# start of EXCERPTED TEXT

Originally, I was configuring the UART myself, and using my own RX/TX functions up to the point where the modem enters data mode, when I was destroying my own driver and intialising the esp_modem one, but I figured that was silly, so now I initialise the esp_modem driver early, then use it to send all the commands up to and including data mode. This works well for everything except this one command, where the response is really long.
So although I have added some specific commands for the FCMA62N to esp_modem, this is not one of them; I am simply using the DCE to send a generic command, and capturing the response via the callback.
For completeness, the commands I did add are:
command_result set_echo_fcma62(CommandableIf *t, bool echo)
{
ESP_LOGV(TAG, "%s", __func__ );
if( echo )
{
return generic_command_common( t, "AT+QECHO=1\r\n" );
}
return generic_command_common( t, "AT+QECHO=0\r\n" );
}
command_result set_pdp_context_fcma62(CommandableIf *t, esp_modem::PdpContext &pdp)

# end of EXCERPTED TEXT
# start of DATA SECTION

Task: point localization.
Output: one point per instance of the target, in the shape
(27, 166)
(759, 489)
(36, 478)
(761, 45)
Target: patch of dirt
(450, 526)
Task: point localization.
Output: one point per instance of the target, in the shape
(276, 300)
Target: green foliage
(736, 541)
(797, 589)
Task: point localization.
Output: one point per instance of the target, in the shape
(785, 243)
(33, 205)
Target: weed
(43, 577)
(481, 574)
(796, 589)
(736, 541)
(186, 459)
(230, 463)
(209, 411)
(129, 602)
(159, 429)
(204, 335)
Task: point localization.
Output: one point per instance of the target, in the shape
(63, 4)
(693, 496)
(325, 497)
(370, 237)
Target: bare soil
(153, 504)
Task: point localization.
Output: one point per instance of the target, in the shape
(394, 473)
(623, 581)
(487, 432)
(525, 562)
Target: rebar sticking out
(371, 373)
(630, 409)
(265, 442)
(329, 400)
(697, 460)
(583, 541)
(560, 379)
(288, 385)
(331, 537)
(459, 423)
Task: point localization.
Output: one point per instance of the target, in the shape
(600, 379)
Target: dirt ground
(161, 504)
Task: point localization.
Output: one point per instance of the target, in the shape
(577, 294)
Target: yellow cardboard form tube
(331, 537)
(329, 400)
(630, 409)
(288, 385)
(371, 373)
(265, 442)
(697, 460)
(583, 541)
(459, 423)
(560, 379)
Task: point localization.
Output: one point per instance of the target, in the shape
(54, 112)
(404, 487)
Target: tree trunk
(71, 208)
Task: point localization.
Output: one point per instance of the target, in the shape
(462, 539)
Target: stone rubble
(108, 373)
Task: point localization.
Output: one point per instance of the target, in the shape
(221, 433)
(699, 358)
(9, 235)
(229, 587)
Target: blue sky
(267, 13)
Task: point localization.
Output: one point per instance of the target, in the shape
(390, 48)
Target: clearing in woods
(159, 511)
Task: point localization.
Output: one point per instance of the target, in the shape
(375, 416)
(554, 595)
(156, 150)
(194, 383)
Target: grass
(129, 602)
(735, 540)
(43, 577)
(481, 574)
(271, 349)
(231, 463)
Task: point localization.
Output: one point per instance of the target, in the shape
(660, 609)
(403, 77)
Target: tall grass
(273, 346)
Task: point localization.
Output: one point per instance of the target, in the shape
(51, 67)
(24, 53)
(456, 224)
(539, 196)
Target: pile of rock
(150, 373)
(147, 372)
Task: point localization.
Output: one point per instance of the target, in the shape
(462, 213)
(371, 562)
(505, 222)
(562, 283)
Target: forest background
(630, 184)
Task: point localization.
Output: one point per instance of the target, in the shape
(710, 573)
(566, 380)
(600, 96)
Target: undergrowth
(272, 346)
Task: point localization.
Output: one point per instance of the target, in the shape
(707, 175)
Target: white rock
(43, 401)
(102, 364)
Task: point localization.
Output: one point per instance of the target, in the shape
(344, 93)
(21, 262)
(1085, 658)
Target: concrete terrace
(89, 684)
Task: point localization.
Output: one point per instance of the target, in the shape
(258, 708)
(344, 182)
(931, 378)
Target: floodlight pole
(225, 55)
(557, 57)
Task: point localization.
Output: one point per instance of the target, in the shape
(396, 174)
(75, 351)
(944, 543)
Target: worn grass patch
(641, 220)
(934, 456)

# end of DATA SECTION

• PROBLEM TO SOLVE
In the forum excerpt, how is the response to the generic command sent through the DCE captured?

• THE RESULT
Via the callback.